Repeat every line from the one containing "task: outline the small island" through the end of the records, inclusive, with the requests kept as they are. Increase each polygon coordinate in the answers by 143.
########
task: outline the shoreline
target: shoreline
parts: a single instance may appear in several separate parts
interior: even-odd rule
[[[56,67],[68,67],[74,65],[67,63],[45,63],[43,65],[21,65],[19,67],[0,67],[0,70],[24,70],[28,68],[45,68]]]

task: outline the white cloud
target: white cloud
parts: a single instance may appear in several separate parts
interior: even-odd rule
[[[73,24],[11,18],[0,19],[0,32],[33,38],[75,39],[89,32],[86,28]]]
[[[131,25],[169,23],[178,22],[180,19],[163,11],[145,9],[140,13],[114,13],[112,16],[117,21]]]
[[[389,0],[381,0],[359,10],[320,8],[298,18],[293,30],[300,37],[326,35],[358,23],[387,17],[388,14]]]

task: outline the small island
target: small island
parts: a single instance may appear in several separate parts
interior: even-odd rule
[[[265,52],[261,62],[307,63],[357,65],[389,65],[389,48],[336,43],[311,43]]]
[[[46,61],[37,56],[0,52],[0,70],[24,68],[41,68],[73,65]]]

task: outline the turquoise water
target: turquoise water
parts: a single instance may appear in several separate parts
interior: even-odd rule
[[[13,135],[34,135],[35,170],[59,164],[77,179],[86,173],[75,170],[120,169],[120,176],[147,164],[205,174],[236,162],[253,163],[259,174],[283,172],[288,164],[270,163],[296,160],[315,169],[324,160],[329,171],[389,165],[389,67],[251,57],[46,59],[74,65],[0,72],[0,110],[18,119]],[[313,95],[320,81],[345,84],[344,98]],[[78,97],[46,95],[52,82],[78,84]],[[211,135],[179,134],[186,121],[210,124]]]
########
Output for this task =>
task: outline the small island
target: small island
parts: a single instance may appear in several separate parts
interior: even-odd rule
[[[408,195],[404,205],[450,206],[500,208],[532,208],[532,191],[479,186],[454,186]]]
[[[189,204],[180,199],[143,195],[143,213],[167,211],[184,211],[216,208]]]

task: outline the turquoise water
target: turquoise water
parts: a single instance may appear in several separate parts
interior: even-odd rule
[[[156,278],[177,278],[178,313],[202,307],[220,322],[229,316],[218,313],[263,312],[263,319],[290,307],[348,317],[379,305],[396,306],[402,317],[426,315],[431,307],[413,306],[439,303],[458,312],[467,303],[472,314],[532,308],[532,210],[394,200],[189,202],[217,208],[143,215],[143,253],[161,262]],[[456,238],[463,224],[488,227],[487,241]],[[221,240],[189,238],[195,225],[221,227]],[[354,278],[322,277],[329,264],[353,267]]]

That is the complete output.